What is needed:
Format each line of the records below as a Markdown table with the columns Row and Record line, numbering the rows and skipping blank lines. Leave the pictures out of the answer.

Given records:

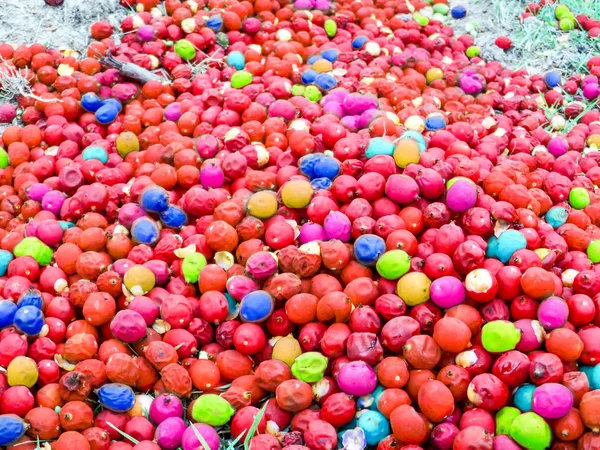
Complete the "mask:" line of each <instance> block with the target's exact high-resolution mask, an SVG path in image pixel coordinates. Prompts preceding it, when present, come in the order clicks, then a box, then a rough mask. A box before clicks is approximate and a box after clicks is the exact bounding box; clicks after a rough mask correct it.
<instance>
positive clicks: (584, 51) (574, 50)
mask: <svg viewBox="0 0 600 450" xmlns="http://www.w3.org/2000/svg"><path fill="white" fill-rule="evenodd" d="M529 3H531V0H450V6H455V5H463V6H465V7H466V9H467V16H466V17H465V18H464V19H461V20H455V19H452V18H448V19H447V24H448V25H451V26H452V27H454V29H455V30H456V33H457V34H462V33H470V34H471V35H472V36H473V37H474V38H475V43H476V45H477V46H479V47H480V48H481V56H482V57H483V58H484V59H486V60H488V61H491V60H495V61H499V62H501V63H502V64H503V65H505V66H506V67H510V68H513V69H516V68H522V67H524V68H526V69H527V70H528V71H529V72H530V73H544V72H547V71H549V70H557V71H559V72H561V73H562V74H563V75H569V74H572V73H574V72H581V71H583V70H584V69H585V68H584V67H583V66H584V65H585V62H587V60H588V59H589V57H590V56H591V55H592V54H598V53H599V52H600V40H599V39H590V38H589V37H588V36H587V33H586V32H585V31H578V30H573V31H571V32H563V31H560V30H559V29H558V24H557V23H556V20H555V19H554V13H553V11H554V9H553V7H552V6H548V7H546V8H544V9H543V10H542V11H543V12H542V13H540V14H538V16H536V17H532V18H528V19H526V20H525V21H523V22H521V21H519V18H518V16H519V15H520V14H522V13H523V12H524V11H525V8H526V6H527V5H528V4H529ZM561 3H565V4H568V6H570V8H571V11H572V12H573V13H574V14H575V15H577V14H579V13H586V14H591V12H592V11H599V10H600V0H563V1H562V2H561ZM502 35H505V36H508V37H510V38H511V40H512V41H513V48H512V49H510V50H508V51H507V52H505V51H503V50H501V49H500V48H498V47H497V46H496V45H495V43H494V41H495V40H496V38H497V37H498V36H502Z"/></svg>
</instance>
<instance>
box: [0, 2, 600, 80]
mask: <svg viewBox="0 0 600 450" xmlns="http://www.w3.org/2000/svg"><path fill="white" fill-rule="evenodd" d="M530 2H531V0H450V5H451V6H455V5H459V4H460V5H463V6H465V7H466V9H467V16H466V17H465V18H464V19H461V20H454V19H452V18H450V17H449V18H448V19H447V23H448V24H449V25H451V26H453V27H454V28H455V29H456V32H457V34H461V33H464V32H469V33H471V34H472V35H473V36H474V37H475V41H476V44H477V45H478V46H479V47H480V48H481V50H482V56H483V57H484V58H485V59H487V60H496V61H499V62H501V63H503V64H505V65H506V66H507V67H511V68H520V67H525V68H527V69H528V70H529V71H530V72H531V73H542V72H546V71H548V70H551V69H556V70H559V71H560V72H562V73H563V74H565V75H566V74H570V73H573V72H575V71H581V70H582V69H583V67H582V65H584V64H585V62H586V61H587V60H588V59H589V56H590V55H591V54H598V53H600V40H599V39H590V38H589V37H588V36H587V33H586V32H585V31H572V32H568V33H567V32H562V31H560V30H559V29H558V27H557V25H556V23H555V22H556V20H555V19H554V14H553V11H554V7H553V6H547V7H545V8H543V9H542V12H541V13H540V14H538V16H537V17H535V18H530V19H527V20H525V21H524V22H520V21H519V20H518V16H519V15H520V14H521V13H523V12H524V11H525V7H526V5H527V4H528V3H530ZM561 3H563V4H567V5H568V6H570V7H571V10H572V11H573V13H574V14H579V13H586V14H587V15H589V16H591V17H596V18H598V15H600V0H562V2H561ZM131 13H132V11H130V10H127V9H126V8H123V7H121V6H119V0H65V2H64V3H63V5H62V6H60V7H52V6H48V5H46V4H45V2H44V0H2V2H1V5H0V42H8V43H11V44H17V45H18V44H23V43H24V44H31V43H34V42H41V43H44V44H46V45H48V46H52V47H57V48H59V49H62V48H72V49H75V50H77V51H79V52H82V51H83V50H84V49H85V48H86V46H87V44H88V40H89V29H90V25H91V24H92V23H94V22H95V21H97V20H100V19H105V20H109V21H110V22H111V23H113V25H115V29H118V24H119V22H120V21H121V20H122V19H123V17H125V16H126V15H127V14H131ZM501 35H507V36H509V37H510V38H511V39H512V41H513V43H514V47H513V49H511V50H509V51H508V52H504V51H503V50H501V49H499V48H498V47H496V45H495V44H494V41H495V40H496V38H497V37H498V36H501Z"/></svg>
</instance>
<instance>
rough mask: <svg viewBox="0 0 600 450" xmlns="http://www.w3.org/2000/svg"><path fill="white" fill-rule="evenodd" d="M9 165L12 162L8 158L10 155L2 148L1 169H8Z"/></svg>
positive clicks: (1, 152) (0, 161)
mask: <svg viewBox="0 0 600 450" xmlns="http://www.w3.org/2000/svg"><path fill="white" fill-rule="evenodd" d="M9 164H10V160H9V158H8V153H7V152H6V150H4V149H3V148H0V169H4V168H6V167H8V165H9Z"/></svg>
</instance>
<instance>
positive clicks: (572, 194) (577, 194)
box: [569, 187, 590, 209]
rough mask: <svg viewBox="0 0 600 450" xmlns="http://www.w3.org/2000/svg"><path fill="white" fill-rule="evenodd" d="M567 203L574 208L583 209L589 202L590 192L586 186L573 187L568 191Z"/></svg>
mask: <svg viewBox="0 0 600 450" xmlns="http://www.w3.org/2000/svg"><path fill="white" fill-rule="evenodd" d="M569 204H570V205H571V206H572V207H573V208H575V209H584V208H585V207H586V206H587V205H589V204H590V194H589V192H588V191H587V189H586V188H582V187H575V188H573V189H571V192H569Z"/></svg>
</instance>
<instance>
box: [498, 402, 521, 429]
mask: <svg viewBox="0 0 600 450" xmlns="http://www.w3.org/2000/svg"><path fill="white" fill-rule="evenodd" d="M520 415H521V411H519V410H518V409H517V408H515V407H513V406H505V407H504V408H502V409H501V410H500V411H498V414H496V434H506V435H509V434H510V427H511V425H512V423H513V422H514V420H515V419H516V418H517V417H519V416H520Z"/></svg>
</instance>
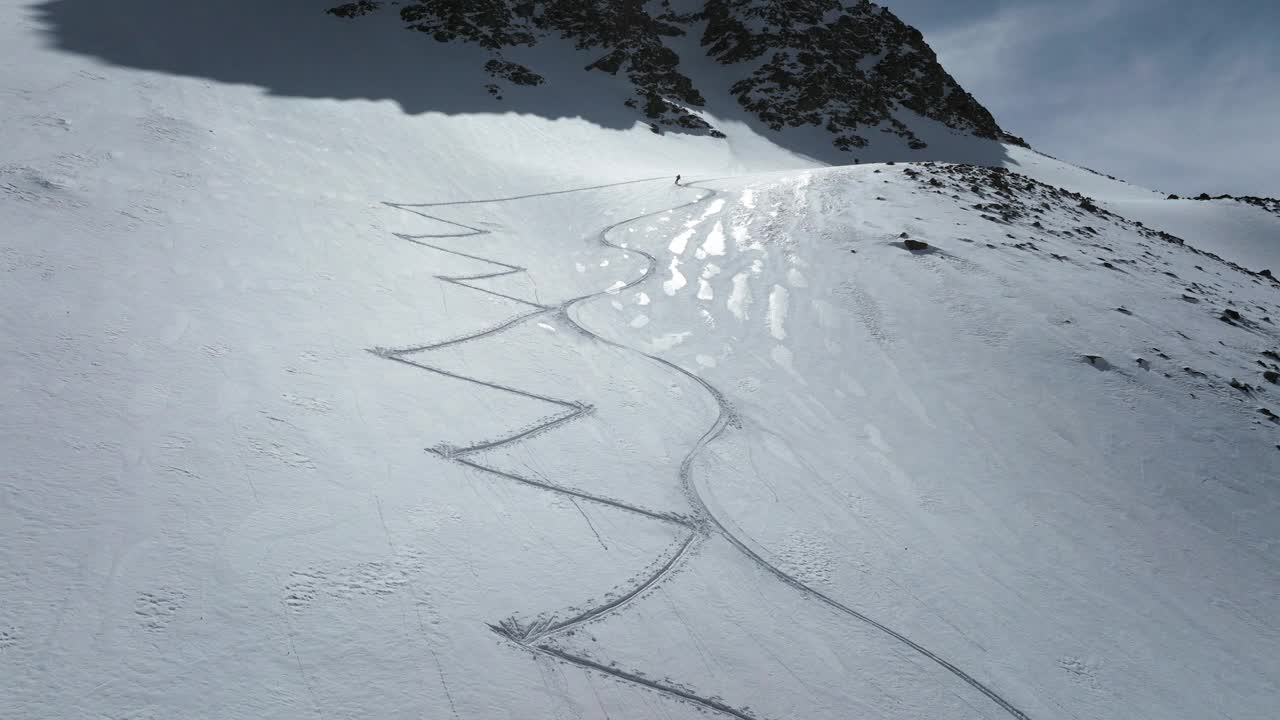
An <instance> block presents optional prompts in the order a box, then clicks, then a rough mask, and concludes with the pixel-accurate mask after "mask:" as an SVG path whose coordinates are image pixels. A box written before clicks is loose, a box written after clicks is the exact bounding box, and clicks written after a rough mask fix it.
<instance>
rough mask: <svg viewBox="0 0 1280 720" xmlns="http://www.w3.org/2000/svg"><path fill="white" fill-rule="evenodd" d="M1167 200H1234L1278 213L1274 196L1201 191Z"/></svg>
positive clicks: (1172, 197) (1248, 204)
mask: <svg viewBox="0 0 1280 720" xmlns="http://www.w3.org/2000/svg"><path fill="white" fill-rule="evenodd" d="M1169 200H1234V201H1236V202H1244V204H1245V205H1253V206H1254V208H1261V209H1263V210H1266V211H1267V213H1275V214H1276V215H1280V199H1275V197H1258V196H1256V195H1210V193H1207V192H1202V193H1199V195H1197V196H1196V197H1185V199H1183V197H1179V196H1178V195H1170V196H1169Z"/></svg>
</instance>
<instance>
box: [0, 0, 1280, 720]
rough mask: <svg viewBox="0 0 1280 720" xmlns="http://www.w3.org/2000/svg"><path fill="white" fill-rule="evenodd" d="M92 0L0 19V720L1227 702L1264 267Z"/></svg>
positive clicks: (1262, 711)
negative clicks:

Problem solution:
| Row | Record line |
|---|---|
| 1 | Complete the "mask:" line of each <instance> block with the target's exact high-resolution mask, an SVG path in image pixel coordinates. Prompts preceding it, when present, come in the order clicks, then a box, then a rough mask. A box before clicks is approximate and a box after clicks is the exact bounding box; clicks after a rough mask correct it. |
| 2 | <instance> |
| 3 | positive clicks: (584, 51) (574, 50) |
| 4 | mask: <svg viewBox="0 0 600 450" xmlns="http://www.w3.org/2000/svg"><path fill="white" fill-rule="evenodd" d="M529 3H531V0H450V6H455V5H463V6H465V7H466V9H467V16H466V17H465V18H464V19H461V20H455V19H452V18H448V19H447V24H448V25H451V26H452V27H454V29H455V30H456V33H457V34H462V33H470V34H471V35H472V36H473V37H474V38H475V43H476V45H477V46H479V47H480V48H481V56H482V57H483V58H484V59H486V60H488V61H491V60H495V61H499V62H501V63H502V64H503V65H505V66H506V67H510V68H513V69H516V68H522V67H524V68H526V69H527V70H528V71H529V72H530V73H544V72H547V71H549V70H557V71H559V72H561V73H562V74H563V75H569V74H572V73H574V72H581V71H583V70H584V69H585V68H584V67H583V66H584V65H585V62H587V60H588V59H589V57H590V56H591V55H592V54H598V53H599V52H600V40H599V39H590V38H589V37H588V36H587V33H586V32H585V31H578V30H573V31H571V32H563V31H560V30H559V29H558V24H557V23H556V20H555V19H554V13H553V11H554V9H553V7H552V6H548V7H546V8H544V9H543V10H542V11H543V12H542V13H540V14H538V16H536V17H532V18H528V19H526V20H525V21H523V22H521V21H519V18H518V16H519V15H520V14H522V13H523V12H524V11H525V8H526V6H527V5H528V4H529ZM561 3H565V4H568V6H570V8H571V11H572V12H573V13H574V14H575V15H577V14H579V13H586V14H591V12H592V11H599V10H600V0H563V1H562V2H561ZM502 35H505V36H508V37H510V38H511V40H512V41H513V48H512V49H510V50H508V51H507V52H505V51H503V50H501V49H500V48H498V47H497V46H496V45H495V43H494V41H495V40H496V38H497V37H498V36H502Z"/></svg> |
| 5 | </instance> |
| 6 | <instance> |
| 7 | box: [0, 2, 600, 80] |
| 8 | mask: <svg viewBox="0 0 600 450" xmlns="http://www.w3.org/2000/svg"><path fill="white" fill-rule="evenodd" d="M530 2H531V0H450V5H451V6H455V5H459V4H460V5H463V6H465V7H466V9H467V16H466V17H465V18H464V19H461V20H454V19H452V18H450V17H449V18H448V19H447V23H448V24H449V25H451V26H453V27H454V28H455V29H456V32H457V34H461V33H464V32H469V33H471V34H472V35H473V36H474V37H475V41H476V44H477V45H478V46H479V47H480V48H481V50H482V56H483V57H484V58H485V59H487V60H496V61H499V62H501V63H503V64H505V65H506V66H507V67H511V68H520V67H525V68H527V69H528V70H529V71H530V72H531V73H542V72H546V71H548V70H551V69H556V70H559V71H560V72H562V73H563V74H565V75H566V74H570V73H573V72H575V71H581V70H582V69H583V67H582V65H584V64H585V62H586V61H587V60H588V59H589V56H590V55H591V54H598V53H600V40H599V39H590V38H589V37H588V36H587V33H586V32H585V31H572V32H568V33H567V32H562V31H560V30H559V29H558V27H557V25H556V23H555V22H556V20H555V19H554V14H553V11H554V7H553V6H547V7H545V8H543V9H542V12H541V13H540V14H538V16H537V17H535V18H530V19H527V20H525V21H524V22H520V21H519V20H518V16H519V15H520V14H521V13H523V12H524V11H525V7H526V5H527V4H528V3H530ZM561 3H563V4H567V5H568V6H570V7H571V10H572V11H573V13H574V14H579V13H586V14H587V15H589V16H591V17H596V18H598V15H600V0H562V2H561ZM131 13H132V11H130V10H127V9H126V8H123V7H121V6H119V0H65V2H64V3H63V5H62V6H60V7H52V6H48V5H46V4H45V2H44V0H2V2H1V5H0V42H8V43H11V44H17V45H18V44H23V43H24V44H31V43H34V42H41V43H44V44H46V45H48V46H52V47H57V48H59V49H62V48H72V49H75V50H77V51H79V52H82V51H83V50H84V49H85V48H86V46H87V44H88V40H89V29H90V25H91V24H92V23H94V22H95V21H97V20H100V19H105V20H109V21H110V22H111V23H113V25H115V29H118V24H119V22H120V21H121V20H122V19H123V17H125V16H126V15H127V14H131ZM501 35H507V36H509V37H510V38H511V39H512V41H513V43H514V47H513V49H511V50H509V51H508V52H504V51H503V50H501V49H499V48H498V47H496V45H495V44H494V41H495V40H496V38H497V37H498V36H501Z"/></svg> |
| 9 | </instance> |
| 10 | <instance> |
| 11 | rough mask: <svg viewBox="0 0 600 450" xmlns="http://www.w3.org/2000/svg"><path fill="white" fill-rule="evenodd" d="M9 165L12 162L8 158L10 155L2 148L1 169H8Z"/></svg> |
| 12 | positive clicks: (1, 152) (0, 161) |
| 13 | mask: <svg viewBox="0 0 600 450" xmlns="http://www.w3.org/2000/svg"><path fill="white" fill-rule="evenodd" d="M9 164H10V160H9V158H8V153H7V152H6V150H4V149H3V148H0V169H4V168H6V167H8V165H9Z"/></svg> |
| 14 | </instance> |
| 15 | <instance> |
| 16 | positive clicks: (572, 194) (577, 194) |
| 17 | box: [569, 187, 590, 209] |
| 18 | rough mask: <svg viewBox="0 0 600 450" xmlns="http://www.w3.org/2000/svg"><path fill="white" fill-rule="evenodd" d="M567 203L574 208L583 209L589 202L590 192L586 186L573 187L568 191Z"/></svg> |
| 19 | mask: <svg viewBox="0 0 600 450" xmlns="http://www.w3.org/2000/svg"><path fill="white" fill-rule="evenodd" d="M569 204H570V205H571V206H572V207H573V208H575V209H584V208H585V207H586V206H587V205H589V204H590V194H589V192H588V191H587V189H586V188H582V187H575V188H573V189H571V192H569Z"/></svg> |
| 20 | </instance> |
| 21 | <instance> |
| 22 | box: [498, 402, 521, 429] |
| 23 | mask: <svg viewBox="0 0 600 450" xmlns="http://www.w3.org/2000/svg"><path fill="white" fill-rule="evenodd" d="M520 415H521V411H519V410H518V409H517V408H515V407H513V406H505V407H504V408H502V409H501V410H500V411H498V414H496V434H506V435H509V434H510V427H511V425H512V423H513V422H514V420H515V419H516V418H517V417H519V416H520Z"/></svg> |
| 24 | </instance> |
| 25 | An <instance> block presents optional prompts in the order a box, then clicks, then a rough mask, and concludes with the pixel-accurate mask after "mask:" as an SVG path whose coordinates are image pixels. A box written before clicks is loose, a box written after clicks is the exact bounding box, and clicks written after a rough mask fix it. |
| 26 | <instance> |
| 27 | rough mask: <svg viewBox="0 0 1280 720" xmlns="http://www.w3.org/2000/svg"><path fill="white" fill-rule="evenodd" d="M1167 200H1234L1278 213L1274 196L1201 191Z"/></svg> |
| 28 | positive clicks: (1172, 197) (1248, 204) |
| 29 | mask: <svg viewBox="0 0 1280 720" xmlns="http://www.w3.org/2000/svg"><path fill="white" fill-rule="evenodd" d="M1169 200H1234V201H1236V202H1244V204H1245V205H1253V206H1254V208H1261V209H1263V210H1266V211H1267V213H1275V214H1276V215H1280V199H1275V197H1258V196H1256V195H1210V193H1207V192H1202V193H1199V195H1197V196H1196V197H1185V199H1183V197H1179V196H1178V195H1170V196H1169Z"/></svg> |
| 30 | </instance> |
| 31 | <instance> |
| 32 | box: [0, 0, 1280, 720] |
| 33 | rough mask: <svg viewBox="0 0 1280 720" xmlns="http://www.w3.org/2000/svg"><path fill="white" fill-rule="evenodd" d="M92 0L0 19V720L1227 702L1264 267Z"/></svg> |
| 34 | positive clicks: (1262, 711) |
| 35 | negative clicks: |